■ REQUIREMENTS ■
Answer these from the coffee passage below:
1. What brand of coffee did the narrator's mom drip into the narrator's milk?
2. Where did Nancy drink "coffee milk"?
3. How many sugar cubes does Mac add to his morning coffee?

── SUPPLIED PASSAGE

Nancy Leson asked, "When did you start drinking coffee?"
In an instant (forgive the expression), I remembered elementary school mornings when my mom, Chesterfield ash trembling dangerously over my glass, dripped some drops of her barely brown Maxwell House into my milk.
Nancy tells a similar story about visits to her grandmother and the "coffee milk" she drank there. Her husband has a more cosmopolitan coffee back story.
Mac's father became an enthusiastic patron of Turkish coffee houses during a visit there during Mac's childhood. The Turkish coffee set he brought home is now retired, but Mac still likes his morning coffee à la Turque.
"Every morning he makes a Turkish style coffee in an ibrik. He mixes two teaspoons of Cafe Du Monde and now he's cutting it with a Lebanese coffee called Cafe Najjar, adds two sugar cubes and some boiling water. I love Turkish coffee but I don't love what he does with this."

────
── RECORD EXTRACTS

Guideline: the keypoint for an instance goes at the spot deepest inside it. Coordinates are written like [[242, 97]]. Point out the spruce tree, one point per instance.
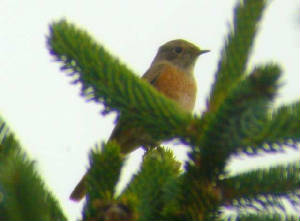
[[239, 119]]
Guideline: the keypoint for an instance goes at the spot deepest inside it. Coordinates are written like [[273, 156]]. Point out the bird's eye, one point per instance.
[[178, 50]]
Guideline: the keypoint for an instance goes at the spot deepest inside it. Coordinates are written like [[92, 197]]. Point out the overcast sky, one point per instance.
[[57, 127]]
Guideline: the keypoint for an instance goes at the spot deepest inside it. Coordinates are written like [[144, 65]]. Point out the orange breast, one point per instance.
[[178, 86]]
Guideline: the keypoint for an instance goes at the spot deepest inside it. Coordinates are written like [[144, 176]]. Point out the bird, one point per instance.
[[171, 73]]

────
── RECORD EXTRACTS

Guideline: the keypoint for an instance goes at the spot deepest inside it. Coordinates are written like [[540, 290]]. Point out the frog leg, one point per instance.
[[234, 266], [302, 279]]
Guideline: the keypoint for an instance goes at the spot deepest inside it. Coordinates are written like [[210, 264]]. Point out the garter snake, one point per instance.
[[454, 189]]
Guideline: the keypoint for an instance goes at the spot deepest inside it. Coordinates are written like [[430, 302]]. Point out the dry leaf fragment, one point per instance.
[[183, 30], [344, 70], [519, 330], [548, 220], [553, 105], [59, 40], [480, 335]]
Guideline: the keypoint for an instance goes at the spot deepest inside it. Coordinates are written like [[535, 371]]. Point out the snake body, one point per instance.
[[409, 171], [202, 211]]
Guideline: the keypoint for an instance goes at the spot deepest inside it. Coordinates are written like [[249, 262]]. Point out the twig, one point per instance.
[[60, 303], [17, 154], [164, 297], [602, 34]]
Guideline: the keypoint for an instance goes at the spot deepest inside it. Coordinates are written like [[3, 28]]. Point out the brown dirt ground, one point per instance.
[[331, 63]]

────
── RECORD EXTRACTS

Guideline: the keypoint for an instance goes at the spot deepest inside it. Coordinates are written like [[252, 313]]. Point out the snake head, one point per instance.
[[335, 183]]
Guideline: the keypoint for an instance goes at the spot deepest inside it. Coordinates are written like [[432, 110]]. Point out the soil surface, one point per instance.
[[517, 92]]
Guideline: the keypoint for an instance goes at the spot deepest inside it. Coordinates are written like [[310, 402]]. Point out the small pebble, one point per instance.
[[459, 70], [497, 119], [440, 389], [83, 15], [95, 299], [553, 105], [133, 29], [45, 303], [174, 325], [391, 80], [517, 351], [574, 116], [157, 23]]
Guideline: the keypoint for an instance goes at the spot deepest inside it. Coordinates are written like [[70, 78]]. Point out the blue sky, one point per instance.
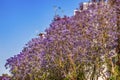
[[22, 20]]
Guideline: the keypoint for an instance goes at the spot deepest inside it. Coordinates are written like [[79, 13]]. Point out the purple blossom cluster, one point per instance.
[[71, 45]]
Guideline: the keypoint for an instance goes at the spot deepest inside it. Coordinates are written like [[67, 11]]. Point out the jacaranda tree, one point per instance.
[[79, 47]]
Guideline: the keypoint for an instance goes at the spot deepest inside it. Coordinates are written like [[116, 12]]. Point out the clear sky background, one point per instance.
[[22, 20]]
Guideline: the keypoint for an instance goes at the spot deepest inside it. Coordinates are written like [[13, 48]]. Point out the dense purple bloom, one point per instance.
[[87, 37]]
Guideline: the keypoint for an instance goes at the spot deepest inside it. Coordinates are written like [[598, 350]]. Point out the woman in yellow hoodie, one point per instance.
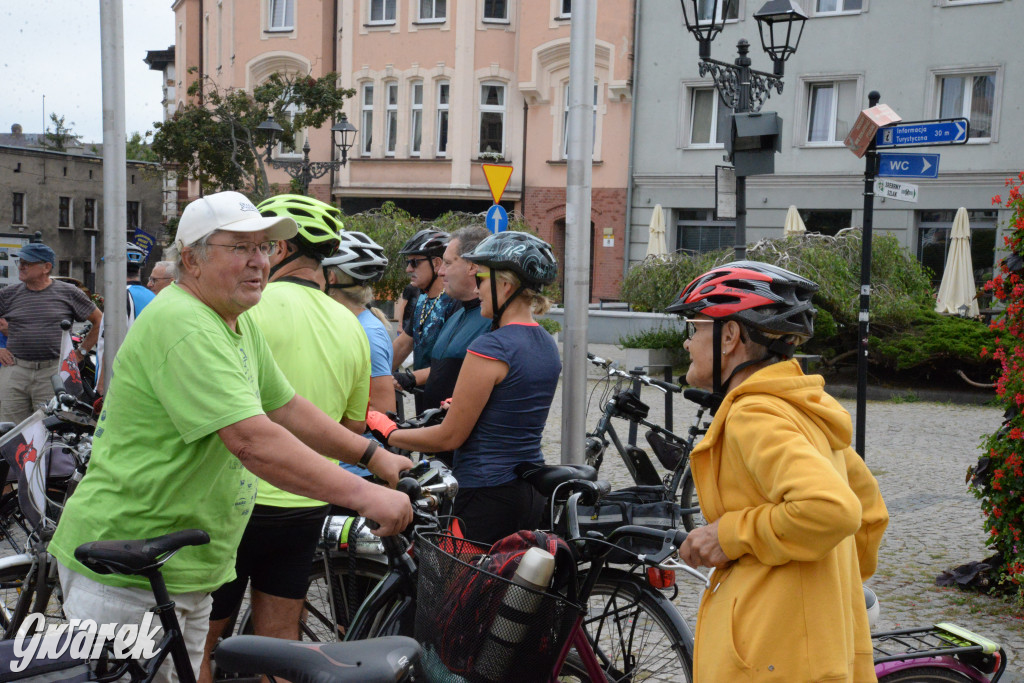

────

■ SOLUTION TO THE PROBLEM ■
1. Maxwell House
2. At her grandmother's, during visits there
3. Two